## [Requirements]
Using the passage on the partition at Verdun, explain in one to three sentences why Louis of Bavaria received a section of the left bank of the Rhine.
* START Text block *
The Belgian historian François Louis Ganshof turned to contemporary sources to penetrate the rationale of the partition of 843, and we shall follow his example. On the subject of partitions, Nithard had, of course, noted two significant facts: first, that “fertility or equal size of the lands apportioned was not considered so much as the fact that they were adjacent and fitted into the territory already held by each brother”; and second, that “Lothar complained about the fate of his followers, since in the share that had been offered to him he would not have enough to compensate them for what they had lost.” Nithard’s remarks suggest the most satisfactory explanation. The brothers were most concerned about the fate of their followers, for without their help, they could do nothing. 
Therefore, they had to keep the benefices of their vassals within their respective kingdoms, since it was recognized that no vassal could pay homage to several lords. To avoid the likelihood of incompatible obligations, Charlemagne had articulated a key principle in his Divisio regnorum of 806: “The followers of each king shall each receive their benefices inside the realm of their master.” Likewise in the Ordinatio imperii of 817, Louis the Pious had instructed that “each vassal should hold his benefices only within the dominion of his lord, and not in that of any other.” This concern explains, for instance, why the border of the western kingdom of Charles the Bald crossed the Saône and took in a part of Burgundy that included the holdings of his vassal Warin, count of Mâcon, Autun, and Chalon and abbot of Flavigny. Louis of Bavaria likewise received a section of the left bank of the Rhine including the bishoprics of Mainz, Worms, and Speyer, not on account of the local vineyards, as a later chronicler would report, but to keep the lands of powerful episcopal vassals inside his kingdom.
Hence, the problems of benefices and fealty weighed heavily in the negotiations that led to the treaty ratified at Verdun. As Fustel de Coulanges pointed out in the nineteenth century, “the partition was not undertaken for the people, but rather for the vassals.” With the help of maps, we can easily see that each brother wanted to maximize the number of his abbeys, bishoprics, and fiscal domains in Francia. The heartland of the empire was home to choice benefices held by great Austrasian families, but there also lay the main state residences that each king strove to retain for his own use, enjoyment, and profit. Each of three brothers was a “king of the Franks.” They reigned jointly over their respective fractions of the “Kingdom of the Franks,” while they separately ruled Aquitaine, Bavaria, and Lombardy. 
The Consequences of the Partition at Verdun
Those who divided the empire could not possibly have foreseen that the borders fixed at Verdun would determine the map of medieval Europe, and furthermore that the boundary between the kingdom of Charles the Bald and the empire of Lothar was destined to survive for centuries. Throughout the Middle Ages, the Scheldt River separated the “kingdom” from the empire; the Saône divided Burgundy into two parts: the duchy to the west, and the county—later known as Franche-Comté—to the east, while further south one passed once again from the “kingdom” to the empire by crossing the Rhone. The border of the “kingdom” as fixed at Verdun is still visible today near the Argonne plateau along the line separating the modem French départements of Meuse and Marne. To the southeast, the Pyrenees did not represent a frontier at all, since Charles possessed Spanish lands that remained part of the “kingdom” until the reign of Saint Louis (1258). The boundaries between the realms of Lothar and Louis would later prove less stable as a consequence both of further partitions made among the emperor’s heirs and of the territorial ambitions of the German kings. Yet there again we find the outline of the future Germany. To my mind, the Treaty of Verdun was the “birth certificate” of modem Europe. For contemporaries, the momentous event marked the end of the great ideal of unity. Florus of Lyon reacted with bitterness:
 The mountains and hills, woods and rivers, springs, 
High cliffs and deep valleys too.
* END Text block *
* START Material *
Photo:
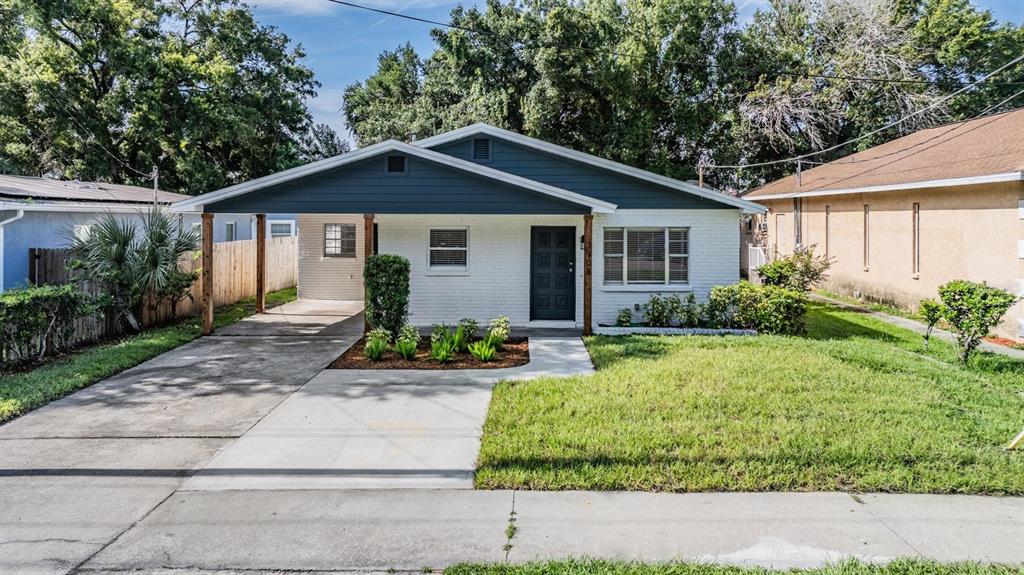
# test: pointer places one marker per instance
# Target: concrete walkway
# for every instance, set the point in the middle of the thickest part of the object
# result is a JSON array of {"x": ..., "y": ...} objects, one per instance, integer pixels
[
  {"x": 77, "y": 473},
  {"x": 919, "y": 327},
  {"x": 379, "y": 429},
  {"x": 414, "y": 529}
]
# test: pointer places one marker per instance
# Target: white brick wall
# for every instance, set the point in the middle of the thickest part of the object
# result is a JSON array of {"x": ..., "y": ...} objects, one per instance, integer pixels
[
  {"x": 498, "y": 279},
  {"x": 714, "y": 256},
  {"x": 329, "y": 278}
]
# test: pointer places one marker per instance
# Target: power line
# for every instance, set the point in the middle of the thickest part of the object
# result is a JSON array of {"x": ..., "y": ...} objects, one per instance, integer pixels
[
  {"x": 709, "y": 65},
  {"x": 876, "y": 131}
]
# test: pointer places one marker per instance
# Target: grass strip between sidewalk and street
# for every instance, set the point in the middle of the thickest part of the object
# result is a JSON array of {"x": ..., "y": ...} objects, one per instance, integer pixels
[
  {"x": 57, "y": 377},
  {"x": 850, "y": 567},
  {"x": 857, "y": 404}
]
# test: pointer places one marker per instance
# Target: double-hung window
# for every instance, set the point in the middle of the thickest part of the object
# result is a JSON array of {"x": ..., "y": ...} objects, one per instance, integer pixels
[
  {"x": 339, "y": 240},
  {"x": 449, "y": 249},
  {"x": 646, "y": 256}
]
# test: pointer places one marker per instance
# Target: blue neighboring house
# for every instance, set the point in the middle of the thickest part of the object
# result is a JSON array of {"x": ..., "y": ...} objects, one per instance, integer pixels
[{"x": 42, "y": 213}]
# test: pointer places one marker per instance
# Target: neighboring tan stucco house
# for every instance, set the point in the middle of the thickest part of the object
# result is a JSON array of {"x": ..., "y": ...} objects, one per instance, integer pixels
[
  {"x": 494, "y": 222},
  {"x": 904, "y": 217}
]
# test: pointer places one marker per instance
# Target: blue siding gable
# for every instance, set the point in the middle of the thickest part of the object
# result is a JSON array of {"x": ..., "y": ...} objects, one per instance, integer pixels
[
  {"x": 425, "y": 187},
  {"x": 626, "y": 191}
]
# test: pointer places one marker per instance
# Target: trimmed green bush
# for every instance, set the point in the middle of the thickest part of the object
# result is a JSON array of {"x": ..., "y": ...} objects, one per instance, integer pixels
[
  {"x": 39, "y": 320},
  {"x": 972, "y": 309},
  {"x": 386, "y": 280},
  {"x": 482, "y": 350},
  {"x": 769, "y": 309},
  {"x": 800, "y": 270},
  {"x": 625, "y": 317}
]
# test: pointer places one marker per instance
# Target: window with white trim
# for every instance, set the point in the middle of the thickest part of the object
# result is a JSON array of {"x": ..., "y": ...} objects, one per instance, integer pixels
[
  {"x": 646, "y": 256},
  {"x": 282, "y": 228},
  {"x": 339, "y": 240},
  {"x": 449, "y": 249}
]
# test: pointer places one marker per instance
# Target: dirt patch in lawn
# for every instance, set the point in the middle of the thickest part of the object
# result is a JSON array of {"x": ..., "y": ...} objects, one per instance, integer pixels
[{"x": 515, "y": 352}]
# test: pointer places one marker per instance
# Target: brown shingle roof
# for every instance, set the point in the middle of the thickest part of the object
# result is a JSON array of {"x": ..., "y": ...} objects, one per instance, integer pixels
[
  {"x": 985, "y": 146},
  {"x": 20, "y": 187}
]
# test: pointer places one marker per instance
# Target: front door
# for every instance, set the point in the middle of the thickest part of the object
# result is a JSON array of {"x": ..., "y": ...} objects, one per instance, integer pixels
[{"x": 552, "y": 277}]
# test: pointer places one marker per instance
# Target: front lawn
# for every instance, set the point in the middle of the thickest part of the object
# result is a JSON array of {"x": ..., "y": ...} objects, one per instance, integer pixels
[
  {"x": 855, "y": 405},
  {"x": 22, "y": 392},
  {"x": 589, "y": 567}
]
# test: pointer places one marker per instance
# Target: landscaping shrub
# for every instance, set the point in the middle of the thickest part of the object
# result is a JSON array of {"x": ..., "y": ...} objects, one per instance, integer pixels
[
  {"x": 800, "y": 270},
  {"x": 499, "y": 330},
  {"x": 408, "y": 340},
  {"x": 691, "y": 313},
  {"x": 376, "y": 345},
  {"x": 442, "y": 350},
  {"x": 386, "y": 279},
  {"x": 662, "y": 312},
  {"x": 972, "y": 309},
  {"x": 931, "y": 312},
  {"x": 625, "y": 317},
  {"x": 482, "y": 350},
  {"x": 40, "y": 319},
  {"x": 470, "y": 326},
  {"x": 769, "y": 309}
]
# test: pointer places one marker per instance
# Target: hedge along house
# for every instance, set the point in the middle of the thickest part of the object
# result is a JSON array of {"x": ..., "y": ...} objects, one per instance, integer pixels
[{"x": 494, "y": 223}]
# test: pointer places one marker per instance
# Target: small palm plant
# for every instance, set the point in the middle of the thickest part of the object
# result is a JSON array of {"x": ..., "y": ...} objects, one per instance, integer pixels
[{"x": 131, "y": 263}]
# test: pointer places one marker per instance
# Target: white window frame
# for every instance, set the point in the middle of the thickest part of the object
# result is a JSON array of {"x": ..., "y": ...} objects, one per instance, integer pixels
[
  {"x": 448, "y": 270},
  {"x": 355, "y": 242},
  {"x": 667, "y": 284},
  {"x": 270, "y": 224}
]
* END Material *
## [The result]
Louis received the stretch that included the bishoprics of Mainz, Worms, and Speyer so that the lands of powerful episcopal vassals would stay inside his kingdom. This followed the principle that each vassal should hold his benefices only within his own lord's realm, since no vassal could pay homage to several lords. The passage rejects a later chronicler's claim that the local vineyards were the reason.